About this task:
In the answer, every entry must appear exactly as given.

Records to use:
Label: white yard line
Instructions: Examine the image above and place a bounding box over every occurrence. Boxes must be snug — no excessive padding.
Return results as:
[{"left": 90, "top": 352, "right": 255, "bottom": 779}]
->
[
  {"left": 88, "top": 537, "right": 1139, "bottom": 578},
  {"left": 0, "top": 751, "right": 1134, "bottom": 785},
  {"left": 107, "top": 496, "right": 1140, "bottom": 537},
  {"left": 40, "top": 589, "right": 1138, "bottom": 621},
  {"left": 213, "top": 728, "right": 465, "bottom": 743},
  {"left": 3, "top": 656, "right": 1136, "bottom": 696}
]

Output:
Label: white yard line
Instructions: Examine the image above and place a bounding box over every occurrence. Boxes must be snug — no excessive padding.
Return results as:
[{"left": 90, "top": 352, "right": 255, "bottom": 779}]
->
[
  {"left": 88, "top": 537, "right": 1139, "bottom": 578},
  {"left": 0, "top": 751, "right": 1134, "bottom": 785},
  {"left": 107, "top": 496, "right": 1140, "bottom": 537},
  {"left": 40, "top": 589, "right": 1138, "bottom": 621},
  {"left": 213, "top": 728, "right": 465, "bottom": 743},
  {"left": 3, "top": 656, "right": 1136, "bottom": 696}
]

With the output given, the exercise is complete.